→ JOB
Return every line of the material exactly.

→ EXERCISE INPUT
## BEGIN

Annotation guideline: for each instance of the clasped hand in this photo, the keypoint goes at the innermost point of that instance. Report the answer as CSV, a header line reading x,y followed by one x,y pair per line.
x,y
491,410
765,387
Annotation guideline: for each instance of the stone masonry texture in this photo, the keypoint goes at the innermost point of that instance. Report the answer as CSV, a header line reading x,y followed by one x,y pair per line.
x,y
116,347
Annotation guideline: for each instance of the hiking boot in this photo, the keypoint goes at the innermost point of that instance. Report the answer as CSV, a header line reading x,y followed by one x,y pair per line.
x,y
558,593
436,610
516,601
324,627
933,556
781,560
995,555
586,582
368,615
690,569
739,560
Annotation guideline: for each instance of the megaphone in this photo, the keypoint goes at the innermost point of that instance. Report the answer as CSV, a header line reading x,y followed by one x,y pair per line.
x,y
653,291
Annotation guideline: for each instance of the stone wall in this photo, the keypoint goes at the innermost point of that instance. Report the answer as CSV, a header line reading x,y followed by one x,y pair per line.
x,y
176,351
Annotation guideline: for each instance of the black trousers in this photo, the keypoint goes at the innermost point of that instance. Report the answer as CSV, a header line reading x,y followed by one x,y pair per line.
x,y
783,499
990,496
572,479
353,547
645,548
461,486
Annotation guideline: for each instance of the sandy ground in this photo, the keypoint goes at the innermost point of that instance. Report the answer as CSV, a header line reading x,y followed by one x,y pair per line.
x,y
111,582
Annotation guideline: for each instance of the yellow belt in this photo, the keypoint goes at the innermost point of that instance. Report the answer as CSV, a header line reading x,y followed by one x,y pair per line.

## END

→ RESPONSE TO THIS EXERCISE
Annotation guideline: for each instance of the clasped hand in this photo, the keypoint goes at the innermost point of that instance. Report the answer as CSV, a header line reading x,y followed by one x,y pair per line.
x,y
491,410
765,387
Annotation guideline: for each instance of the stone masonry texture in this photo, the keypoint goes at the innermost point of that instance. Report the answer as CSV, a header line reading x,y followed by one x,y pair per line.
x,y
116,347
Annotation guideline: for each instance of the hiking boot in this photo, the keypoint goes at the innermost point of that instance. Report the answer as CSV, a header line reading x,y followed by one x,y pair per line.
x,y
558,593
436,610
516,601
324,627
933,556
781,560
995,555
586,582
368,615
690,569
739,560
Annotation guideline: for each instance of the megaphone in this photo, the keypoint goes at the innermost point of that instance. Report the answer as CSV, a header line reading x,y followed by one x,y pair per line.
x,y
653,291
Annotation guideline: for each instance of the stone wall in this photo, the keypoint goes at the innermost point of that instance. Report the answer as CSV, a header line reading x,y followed by one x,y pair per line.
x,y
176,351
Annotation guideline: for each instance of the black trousers in this photo, the keypoint goes at the innermost point of that instance. Report the answer as CSV, a header line reading x,y followed by one x,y pair per line.
x,y
783,499
990,496
572,479
353,547
645,548
461,486
Annotation guideline: for each instance of the sandy ground in this photo, the keypoint goes at the innermost point of that instance. Report the answer as CSV, a header line reading x,y followed by one x,y pair per line.
x,y
111,582
Annotation guideline: for each instance of the yellow belt in this photo, the keypoint goes at the innermost point of that instance. Report the answer as CSV, a header line reading x,y followed by one x,y pair per line.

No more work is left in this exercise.